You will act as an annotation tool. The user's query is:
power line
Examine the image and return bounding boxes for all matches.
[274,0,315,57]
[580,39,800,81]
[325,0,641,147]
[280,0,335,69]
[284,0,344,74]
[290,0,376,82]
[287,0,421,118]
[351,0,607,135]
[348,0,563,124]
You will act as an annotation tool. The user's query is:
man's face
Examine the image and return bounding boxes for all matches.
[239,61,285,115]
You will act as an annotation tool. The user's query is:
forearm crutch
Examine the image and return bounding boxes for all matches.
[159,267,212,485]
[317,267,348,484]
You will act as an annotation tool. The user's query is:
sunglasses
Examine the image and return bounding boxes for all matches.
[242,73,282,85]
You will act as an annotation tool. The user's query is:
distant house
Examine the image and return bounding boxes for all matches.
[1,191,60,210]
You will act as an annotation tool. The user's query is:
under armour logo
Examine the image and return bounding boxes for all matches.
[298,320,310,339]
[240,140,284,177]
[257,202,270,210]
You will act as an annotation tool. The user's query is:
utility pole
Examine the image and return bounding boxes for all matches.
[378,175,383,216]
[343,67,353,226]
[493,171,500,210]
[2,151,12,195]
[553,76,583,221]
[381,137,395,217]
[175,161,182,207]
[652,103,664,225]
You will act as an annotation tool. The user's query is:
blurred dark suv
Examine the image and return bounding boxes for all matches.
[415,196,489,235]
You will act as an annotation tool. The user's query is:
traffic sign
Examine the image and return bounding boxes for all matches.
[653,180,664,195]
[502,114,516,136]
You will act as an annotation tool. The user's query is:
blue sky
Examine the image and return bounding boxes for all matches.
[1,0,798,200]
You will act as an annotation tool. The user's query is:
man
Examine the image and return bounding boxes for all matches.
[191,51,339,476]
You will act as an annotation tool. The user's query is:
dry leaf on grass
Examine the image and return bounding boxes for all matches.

= = = = =

→ **Problem statement**
All entries given above should be transcribed exactly, with none omitted.

→ **Solved exercise**
You will act as an annotation tool. The user's query is:
power line
Examine the image and return bounding boxes for all matches.
[274,0,315,57]
[580,39,800,81]
[325,0,641,147]
[280,0,335,69]
[284,0,344,74]
[290,0,376,82]
[287,0,421,118]
[351,0,607,135]
[348,0,563,124]
You will act as an annotation tool. The user's query is:
man's face
Examine the image and return bounding boxes for all matches.
[239,61,285,115]
You will act as an annotation tool. The user's query is:
forearm crutch
Examine the image and return bounding boxes for all matches.
[159,267,212,485]
[317,267,348,484]
You will act as an annotation tool. The user's query is:
sunglasses
Examine the image and return bounding boxes for all matches.
[242,73,282,85]
You will act as an annotation tool. The user's query is:
distant house
Examine the image and return bounding boxes for all matches.
[1,191,60,210]
You will act as an annotation tool. The user's query is:
under armour logo
Examine the image and return bounding boxes for all matches.
[298,320,310,339]
[240,140,284,177]
[257,202,270,210]
You will act as an annotation tool. The user's query is:
utility pole
Examine the image and return bounding boxes for all matches.
[378,175,383,216]
[343,67,353,226]
[493,171,500,210]
[2,151,12,195]
[553,76,583,221]
[381,137,395,217]
[175,161,182,207]
[652,103,664,225]
You will act as an annotation tool. The user's query is:
blurred dark suv
Examine the image and return bounding boxes for all matches.
[415,196,489,235]
You will act as an annotation tool. The user's query is:
traffic sign
Examine the image and return bounding boxes for all matches.
[653,180,664,195]
[502,114,516,136]
You will act as an annotation tool. The user's query is:
blue sky
Examine the image and return bounding boxes for all matches.
[1,0,798,200]
You will act as an annotation tool. The user's query is:
man
Examine the image and return bounding boxes for all matches.
[191,51,339,476]
You will act as an annotation tool. The user's query is:
dry leaf on grass
Examine the image and return bounding boxes for all matches.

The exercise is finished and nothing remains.